** Begin DOCUMENT PASSAGE **

How do I solve for $t$ in this equation?

Question

I know I'm supposed to use $\ln()$ to work it out, but I can't remember how it's done. Can anyone help?

The equation is

$$ 40e^{-t/5}=20 $$

Answer 1

You have $e^{-t/5}=1/2$ taking logaritms $-t/5=-\ln 2$.

Answer 2

$$40 e^{-t/5} = 20$$ $$ e^{-t/5} = \frac{1}{2}$$

Because of the definition of the natural logarithm function $ln(e^x)=x$, so you get:

$$-\frac{t}{5} = ln\left(\frac{1}{2}\right)$$

Considering that $ln(1/x) = - ln(x)$ you get to the desired answer.

** End DOCUMENT PASSAGE **

_REQUIRED TASKS_.
1. From the forum thread on solving for t, reproduce the passage that begins at the words "How do I solve" and ends after the words "logaritms $-t/5=-\ln 2$.".
2. Extend the forum thread on solving for t with new text that follows on from its final sentence.

** Begin INFORMATION PROVIDED **

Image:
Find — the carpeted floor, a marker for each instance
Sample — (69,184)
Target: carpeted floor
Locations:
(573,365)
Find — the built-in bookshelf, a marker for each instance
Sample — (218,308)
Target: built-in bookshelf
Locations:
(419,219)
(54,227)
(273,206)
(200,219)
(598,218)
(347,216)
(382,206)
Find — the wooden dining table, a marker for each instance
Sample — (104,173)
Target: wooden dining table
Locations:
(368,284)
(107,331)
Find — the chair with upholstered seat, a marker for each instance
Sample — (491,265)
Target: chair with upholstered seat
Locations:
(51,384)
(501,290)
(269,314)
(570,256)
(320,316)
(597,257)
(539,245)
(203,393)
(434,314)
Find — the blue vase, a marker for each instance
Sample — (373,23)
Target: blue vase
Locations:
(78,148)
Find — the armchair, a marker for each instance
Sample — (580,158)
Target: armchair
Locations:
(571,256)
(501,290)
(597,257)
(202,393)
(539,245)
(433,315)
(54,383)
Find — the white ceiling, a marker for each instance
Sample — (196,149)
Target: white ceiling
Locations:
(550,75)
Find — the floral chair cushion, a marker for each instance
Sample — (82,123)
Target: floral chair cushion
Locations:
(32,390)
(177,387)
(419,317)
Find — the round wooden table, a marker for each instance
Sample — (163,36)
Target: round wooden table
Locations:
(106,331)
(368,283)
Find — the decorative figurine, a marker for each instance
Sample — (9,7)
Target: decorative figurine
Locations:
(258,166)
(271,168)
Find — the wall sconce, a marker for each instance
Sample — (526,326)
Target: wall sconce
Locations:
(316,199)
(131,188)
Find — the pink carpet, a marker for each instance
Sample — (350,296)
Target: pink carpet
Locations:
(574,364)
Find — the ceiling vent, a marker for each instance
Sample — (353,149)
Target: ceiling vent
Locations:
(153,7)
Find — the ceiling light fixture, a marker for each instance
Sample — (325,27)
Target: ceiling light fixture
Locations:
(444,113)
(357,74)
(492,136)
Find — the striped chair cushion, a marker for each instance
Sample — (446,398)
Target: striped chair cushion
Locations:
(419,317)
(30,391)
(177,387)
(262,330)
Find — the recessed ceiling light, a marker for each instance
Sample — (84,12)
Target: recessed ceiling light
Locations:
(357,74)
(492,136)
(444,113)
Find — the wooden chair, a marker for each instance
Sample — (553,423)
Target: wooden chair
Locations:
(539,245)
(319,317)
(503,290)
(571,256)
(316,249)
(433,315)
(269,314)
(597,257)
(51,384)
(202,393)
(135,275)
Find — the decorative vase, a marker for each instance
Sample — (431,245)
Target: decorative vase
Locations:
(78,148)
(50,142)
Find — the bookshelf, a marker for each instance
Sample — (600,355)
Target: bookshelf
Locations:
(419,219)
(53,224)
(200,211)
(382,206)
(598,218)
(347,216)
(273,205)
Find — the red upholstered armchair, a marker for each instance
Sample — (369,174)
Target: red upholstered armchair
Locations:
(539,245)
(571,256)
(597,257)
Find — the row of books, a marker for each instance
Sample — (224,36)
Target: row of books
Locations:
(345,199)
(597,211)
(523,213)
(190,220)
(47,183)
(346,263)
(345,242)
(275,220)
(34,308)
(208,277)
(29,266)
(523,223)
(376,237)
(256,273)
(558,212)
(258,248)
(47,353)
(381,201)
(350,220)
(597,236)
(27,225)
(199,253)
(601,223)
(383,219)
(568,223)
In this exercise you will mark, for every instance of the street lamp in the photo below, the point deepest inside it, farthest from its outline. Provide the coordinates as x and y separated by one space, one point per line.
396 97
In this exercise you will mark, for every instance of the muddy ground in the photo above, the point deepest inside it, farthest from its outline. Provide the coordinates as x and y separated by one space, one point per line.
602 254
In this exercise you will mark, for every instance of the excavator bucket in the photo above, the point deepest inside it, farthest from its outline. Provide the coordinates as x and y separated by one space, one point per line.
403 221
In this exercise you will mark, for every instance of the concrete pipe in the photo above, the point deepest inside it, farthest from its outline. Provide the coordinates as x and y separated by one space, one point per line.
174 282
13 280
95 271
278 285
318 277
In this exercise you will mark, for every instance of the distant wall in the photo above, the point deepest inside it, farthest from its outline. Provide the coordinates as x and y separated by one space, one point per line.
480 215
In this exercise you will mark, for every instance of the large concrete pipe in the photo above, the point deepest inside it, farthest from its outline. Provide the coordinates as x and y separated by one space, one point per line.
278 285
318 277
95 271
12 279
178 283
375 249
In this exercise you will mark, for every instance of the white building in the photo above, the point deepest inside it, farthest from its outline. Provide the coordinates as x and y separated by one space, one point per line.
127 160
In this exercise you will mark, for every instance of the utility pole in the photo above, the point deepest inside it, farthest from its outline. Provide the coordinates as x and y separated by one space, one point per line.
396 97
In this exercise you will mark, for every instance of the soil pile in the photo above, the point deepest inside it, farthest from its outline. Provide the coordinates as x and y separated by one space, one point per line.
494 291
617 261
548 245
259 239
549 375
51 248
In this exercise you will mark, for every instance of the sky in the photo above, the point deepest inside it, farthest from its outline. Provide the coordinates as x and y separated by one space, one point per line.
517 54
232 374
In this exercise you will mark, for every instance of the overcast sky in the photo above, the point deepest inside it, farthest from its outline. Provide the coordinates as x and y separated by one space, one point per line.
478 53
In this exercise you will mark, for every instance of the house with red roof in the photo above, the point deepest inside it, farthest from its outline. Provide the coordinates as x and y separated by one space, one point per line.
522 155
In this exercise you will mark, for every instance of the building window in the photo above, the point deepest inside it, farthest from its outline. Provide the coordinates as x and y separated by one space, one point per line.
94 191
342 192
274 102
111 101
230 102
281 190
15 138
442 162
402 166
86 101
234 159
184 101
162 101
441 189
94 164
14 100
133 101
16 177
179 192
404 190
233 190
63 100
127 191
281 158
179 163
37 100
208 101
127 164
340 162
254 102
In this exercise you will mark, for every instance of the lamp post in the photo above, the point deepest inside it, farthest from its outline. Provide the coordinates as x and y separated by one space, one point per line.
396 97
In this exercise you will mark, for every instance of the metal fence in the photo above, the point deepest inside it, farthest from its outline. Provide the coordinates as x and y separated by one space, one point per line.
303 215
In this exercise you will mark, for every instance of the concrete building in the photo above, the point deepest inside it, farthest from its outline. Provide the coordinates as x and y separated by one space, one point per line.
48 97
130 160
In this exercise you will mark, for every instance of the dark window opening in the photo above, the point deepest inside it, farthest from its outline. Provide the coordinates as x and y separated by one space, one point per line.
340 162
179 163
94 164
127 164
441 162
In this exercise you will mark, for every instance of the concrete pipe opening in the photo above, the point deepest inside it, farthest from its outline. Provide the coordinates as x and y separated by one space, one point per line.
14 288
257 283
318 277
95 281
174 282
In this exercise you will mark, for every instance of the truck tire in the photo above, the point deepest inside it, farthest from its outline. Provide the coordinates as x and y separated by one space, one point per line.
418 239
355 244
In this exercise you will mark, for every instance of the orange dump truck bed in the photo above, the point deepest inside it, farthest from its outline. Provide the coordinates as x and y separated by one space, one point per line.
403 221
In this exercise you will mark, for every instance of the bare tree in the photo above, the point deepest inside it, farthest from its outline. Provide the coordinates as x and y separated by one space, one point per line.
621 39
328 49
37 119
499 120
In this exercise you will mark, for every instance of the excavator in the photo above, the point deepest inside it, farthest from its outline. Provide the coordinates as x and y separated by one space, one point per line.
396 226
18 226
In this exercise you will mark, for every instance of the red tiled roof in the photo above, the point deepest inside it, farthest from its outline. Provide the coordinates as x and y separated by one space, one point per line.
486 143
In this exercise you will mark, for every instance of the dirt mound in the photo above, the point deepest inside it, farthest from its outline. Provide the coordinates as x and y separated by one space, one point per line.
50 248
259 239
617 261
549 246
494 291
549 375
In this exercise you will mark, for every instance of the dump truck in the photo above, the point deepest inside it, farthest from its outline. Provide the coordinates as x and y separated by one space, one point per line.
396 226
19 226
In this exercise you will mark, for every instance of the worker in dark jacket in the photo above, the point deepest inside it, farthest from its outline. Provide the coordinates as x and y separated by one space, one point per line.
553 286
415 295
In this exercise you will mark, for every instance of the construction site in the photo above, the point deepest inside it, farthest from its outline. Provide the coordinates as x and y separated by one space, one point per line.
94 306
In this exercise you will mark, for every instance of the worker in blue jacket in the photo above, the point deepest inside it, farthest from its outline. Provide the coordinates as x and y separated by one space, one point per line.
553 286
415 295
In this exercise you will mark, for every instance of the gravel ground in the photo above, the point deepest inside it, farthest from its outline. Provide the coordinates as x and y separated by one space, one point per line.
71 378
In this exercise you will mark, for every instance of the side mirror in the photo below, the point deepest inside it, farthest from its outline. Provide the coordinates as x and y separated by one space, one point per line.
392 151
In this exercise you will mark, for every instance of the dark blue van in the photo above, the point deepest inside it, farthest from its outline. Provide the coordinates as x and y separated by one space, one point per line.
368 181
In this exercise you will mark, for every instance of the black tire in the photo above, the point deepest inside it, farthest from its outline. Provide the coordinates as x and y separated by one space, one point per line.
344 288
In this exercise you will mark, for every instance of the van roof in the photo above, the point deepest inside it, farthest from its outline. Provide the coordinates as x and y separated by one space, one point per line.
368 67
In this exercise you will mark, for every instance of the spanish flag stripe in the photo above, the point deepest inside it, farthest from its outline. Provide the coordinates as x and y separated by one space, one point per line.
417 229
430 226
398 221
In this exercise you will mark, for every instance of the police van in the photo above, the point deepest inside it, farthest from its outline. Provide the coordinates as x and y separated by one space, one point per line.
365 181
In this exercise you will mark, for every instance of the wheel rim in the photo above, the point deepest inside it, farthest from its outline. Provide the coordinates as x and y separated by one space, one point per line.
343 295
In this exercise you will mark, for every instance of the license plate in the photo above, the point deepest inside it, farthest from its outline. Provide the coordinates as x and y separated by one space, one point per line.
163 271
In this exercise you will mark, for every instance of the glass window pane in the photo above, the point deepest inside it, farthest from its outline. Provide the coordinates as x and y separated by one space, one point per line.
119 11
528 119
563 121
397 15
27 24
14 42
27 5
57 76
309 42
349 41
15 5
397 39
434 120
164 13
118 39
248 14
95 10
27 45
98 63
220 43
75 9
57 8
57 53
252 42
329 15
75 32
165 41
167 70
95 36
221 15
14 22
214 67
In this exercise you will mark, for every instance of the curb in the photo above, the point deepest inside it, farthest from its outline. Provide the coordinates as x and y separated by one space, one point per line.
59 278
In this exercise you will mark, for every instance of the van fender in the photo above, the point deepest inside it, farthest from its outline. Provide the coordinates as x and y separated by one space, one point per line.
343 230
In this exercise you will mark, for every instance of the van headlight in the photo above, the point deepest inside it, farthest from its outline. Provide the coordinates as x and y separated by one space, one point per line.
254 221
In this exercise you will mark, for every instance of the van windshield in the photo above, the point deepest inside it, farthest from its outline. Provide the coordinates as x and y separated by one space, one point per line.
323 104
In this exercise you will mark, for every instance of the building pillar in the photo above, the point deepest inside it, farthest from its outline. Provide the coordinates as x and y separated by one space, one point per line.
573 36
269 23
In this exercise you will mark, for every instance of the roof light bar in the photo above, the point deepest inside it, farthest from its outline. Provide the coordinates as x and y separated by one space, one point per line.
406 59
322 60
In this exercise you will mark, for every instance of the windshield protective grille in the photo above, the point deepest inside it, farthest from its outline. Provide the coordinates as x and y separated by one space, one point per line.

** End INFORMATION PROVIDED **

_TASK-BY-TASK OUTPUTS_.
1.
How do I solve for $t$ in this equation?

Question

I know I'm supposed to use $\ln()$ to work it out, but I can't remember how it's done. Can anyone help?

The equation is

$$ 40e^{-t/5}=20 $$

Answer 1

You have $e^{-t/5}=1/2$ taking logaritms $-t/5=-\ln 2$.

2.
$$ t = 5 ln(2)$$

Answer 3

Notice, $$40e^{-t/5}=20$$ $$e^{-t/5}=\frac{20}{40}=\frac{1}{2}$$ $$\ln e^{-t/5}=\ln \frac{1}{2}$$ $$-\frac{t}{5}=\ln (2^{-1})$$ $$-\frac{t}{5}=-\ln (2)$$ $$t=5\ln 2\approx 3.465735903$$

Answer 4

$$40e^{-t/5}=20$$ Divide both sides by $40$: $$e^{-t/5}= \frac{1}{2}$$ Take the natural logarithm: $$-t/5= -ln(2)$$ Multiply both sides by 5: $$-t= -5* ln(2)$$ And thus: $$t\approx 3.4657359027997265$$

Answer 5

$$ 40 \frac{1}{e^{t/5}} = 20 $$ You can divide away the factor $40$ and then calculate $\ln()$ of both sides $$ \ln\left(\frac{1}{e^{t/5}}\right) = \ln\left(\frac{1}{2}\right) $$ Then use a logarithm rule to move the "$-$" outside the $\ln()$ and obtain $t$: $$ \begin{align} -\ln\left(e^{t/5}\right) &= \ln\left(\frac{1}{2}\right)\\ -\frac{t}{5} &= \ln\left(\frac{1}{2}\right)\\ t &= -5\ln\left(\frac{1}{2}\right) \end{align} $$

Answer 6

You have $$40 \text{e}^{\frac{-t}{5}} = 20$$.

Divide both sides by $40$ to get $$\text{e}^{\frac{-t}{5}}=\frac{1}{2}$$

Now take the natural log of both sides to obtain $$\text{ln(e)}^{\frac{-t}{5}}=\text{ln}(\frac{1}{2})$$

Use the log operator to get $$-\frac{t}{5} \text{ln(e)}=\text{ln}(\frac{1}{2})$$

Note that $\text{ln(e)}=1$, so we obtain $$-\frac{t}{5}=\text{ln}(\frac{1}{2})$$.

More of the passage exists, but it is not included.